PROBLEM TO SOLVE:
All lines holding the string "every" should be copied from the data below.

Stored entries
==*==

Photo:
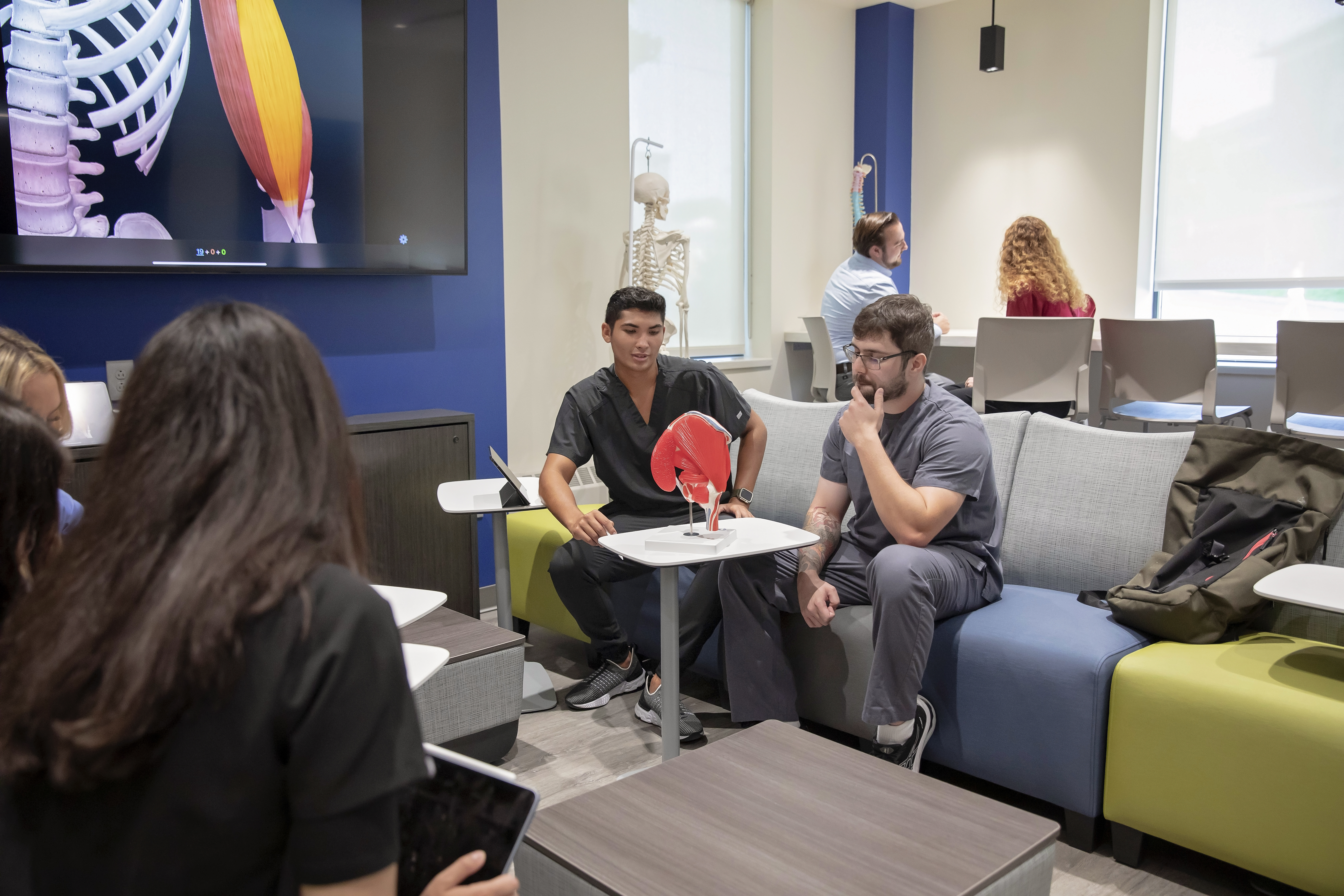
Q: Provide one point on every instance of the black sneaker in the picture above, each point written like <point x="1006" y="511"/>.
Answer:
<point x="650" y="710"/>
<point x="909" y="753"/>
<point x="605" y="683"/>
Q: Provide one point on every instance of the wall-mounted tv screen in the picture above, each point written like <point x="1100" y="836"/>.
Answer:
<point x="236" y="135"/>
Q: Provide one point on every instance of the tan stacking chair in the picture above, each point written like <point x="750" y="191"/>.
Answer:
<point x="1033" y="359"/>
<point x="1162" y="373"/>
<point x="823" y="361"/>
<point x="1310" y="382"/>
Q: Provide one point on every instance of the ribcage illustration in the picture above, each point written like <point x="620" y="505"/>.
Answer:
<point x="120" y="65"/>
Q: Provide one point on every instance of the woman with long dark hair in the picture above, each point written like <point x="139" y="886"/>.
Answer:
<point x="205" y="696"/>
<point x="31" y="463"/>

==*==

ANSWER BOX:
Q: Provide one point on every instance of the black sneaker in the picture above, each point written like <point x="1006" y="511"/>.
Q: Provide one point on every instance of the wall-mounted tv screen in the picture above, each point written like <point x="1100" y="836"/>.
Q: Provide one point on every instance of the tan stacking chair in the picture above, each point written like <point x="750" y="191"/>.
Q: Provide one point on every instance of the ribcage illustration in the picture above, each point written like <point x="620" y="505"/>.
Q: Provide one point on every instance of the woman with long dark hair in the picture above, each point written like <point x="139" y="886"/>.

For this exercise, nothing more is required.